• _EXCERPT_:
_ _ _ _ _ _ _
Pages

Wednesday, August 24, 2011

Have I passed the borders of geekitude?

I was driving the kids to school this morning and since my CD player only works when it feels like it (very sad, can't listen to my blast from the past Mortal Kombat The Album) I was playing music on my phone. No, that isnt the geeky part. Lately I'm pretty much exclusively listening to Miracle of Sound. What is Miracle of Sound? Well, more of a who...Guy named Gavin Dunne that writes songs about games. Really really good, catchy songs about games. Honestly, his song Commander Shepard is the reason I went back to playing Mass Effect 2 after feeling pretty "meh" about it when i first started. My kids and I run around the house singing "You can fight like a Krogan or run like a leopard but you'll never be better than Commander Shepard" constantly. This morning's tune of choice was Necromorph Soup. So yeah, There I was in my car with my midlife crisis red (now pinkish) bangs jammin to a song about Dead Space. Yeah....I'm cool. Just to cement my awesome geekiness I was rockin this shirt:
Indeed, my closet has suddenly gotten an influx of completely dorky, yet awesome pop culture/game related t-shirts. I went from being a high heels and barely there skirt girl to a Raiden T-shirt wearing soccer mom that jams to songs about video games. WTH happened? But, I'm good with that. Though I'm pretty sure I've crossed that border, point of no return. I will never be one of the cool kids. I'm a game nerd.

Speaking of game nerds...I have to address my previous post.
My husband wanted it noted that he HATED with the fire of 10,000 suns being Lucas Montbarron in Dungeon Siege 3. Because well, to keep it simple and to the point, Lucas controls like rancid ass, can't take a hit and sounds like he needs the stick removed from his ass. Also, there was a hilarious glitch somewhere around the second town where during a conversation cutscene his head was on his body backwards. Guess he wanted to admire his ridiculous dual scarves. Yeah, what I thought was a pretentious cape at first was indeed 2 stupidly odd sarves hanging from the back of his armour. what purpose did these serve? Did his cape snag on a tree and rip and he was just too busy getting lost on the battlefield and running from enemies to fix it? Or is this the manly high fashion of Ehb? No idea, but they were lame.

Ok, now that that's been addressed...

Yesterday I spent the day checking my door every hour for Deus Ex. Sometime around 4:30 or so, when i was   about to burst a blood vessel and ready to junkpunch the UPS guy, my game was finally delivered. I squealed like a kid at Disney, almost broke a nail opening the box and ran off to fire the Xbox up. In preparation for my adventure I dressed my Avatar Like Adam Jensen...yeah, she's badass.
So after figuring out that for some reason I have 2 codes for the same DLC and skimming the manual because I was too impatient to read it all, I started the game. It was going well, probably because I wasnt doing anything but watching the intro cutscene with the occasional moment where I had to walk forward. Gave me a chance to admire the odd but cool fashion of 2027 and to get used to the fact that Jensen's voice doesnt' fit his character much (I got over it after a bit). Then as is wont to happen in games, all hell broke loose and I was off to the races, well more specifically to the labs to find out what the drama was. This is where I began to realize something...I REALLY suck at stealth.
_ _ _ _ _ _ _
• _WORK TO DO_: Continue the gaming blog post from the point where it stops. The lines that follow are not needed for anything here.

• _RECORDED INFORMATION_:
_ _ _ _ _ _ _
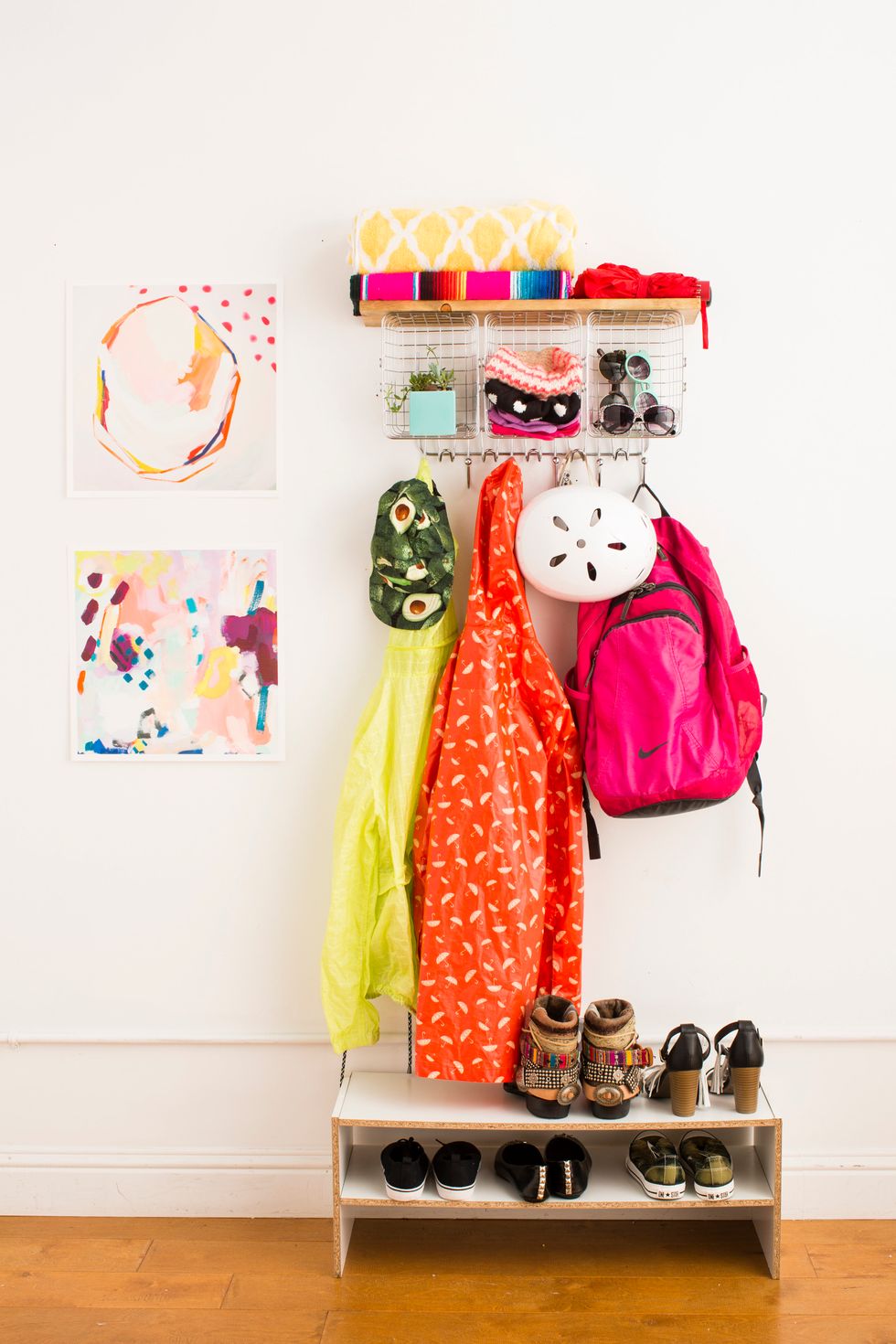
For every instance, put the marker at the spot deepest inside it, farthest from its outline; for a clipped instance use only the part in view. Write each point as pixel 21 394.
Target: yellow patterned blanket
pixel 527 237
_ _ _ _ _ _ _
• _EXERCISE RESPONSE_:
I managed to die in the first few fights over a dozen times. Oh, but you know, I thought, He's still normal right now, no awesome shades that are attached to his face. Yeah, well, Shit happened, and now i finally had my cool shades and other new things like shiny black arms.WOOT! I'm gonna shoot and shank some bad guys now! That's what I thought. 

What happened was this..I snuck behind some boxes, and he did the crouch dance...you know, where you forget what to press and he just crouches and stands up, crouches and stands up. Then I tried shooting, I shot the box I was hiding behind, bad camera angle. I shoot again, Jensen blindly shoots over the boxes, misses the bad guy and now i have 3 guys on my ass and I'm dead. Reload, try again. This time I sneak up behind guy A and knock him out, drag his body into a side alley like a good little stealth killer and sneak over to some other boxes (isnt it amazing how in games there are always chest high walls and boxes to hide behind, ALWAYS). I felt good, I felt sneaky. I pull out my sniper rifle, I peak out around cover I zoom in my rifle and...
Somehow the damn thing is staring at the box I'm behind, dammit! I try again and I see my target, right when I was about to pull the trigger he turns, sees me and 3 guys are on my ass again. To hell with this, Shotgun it is.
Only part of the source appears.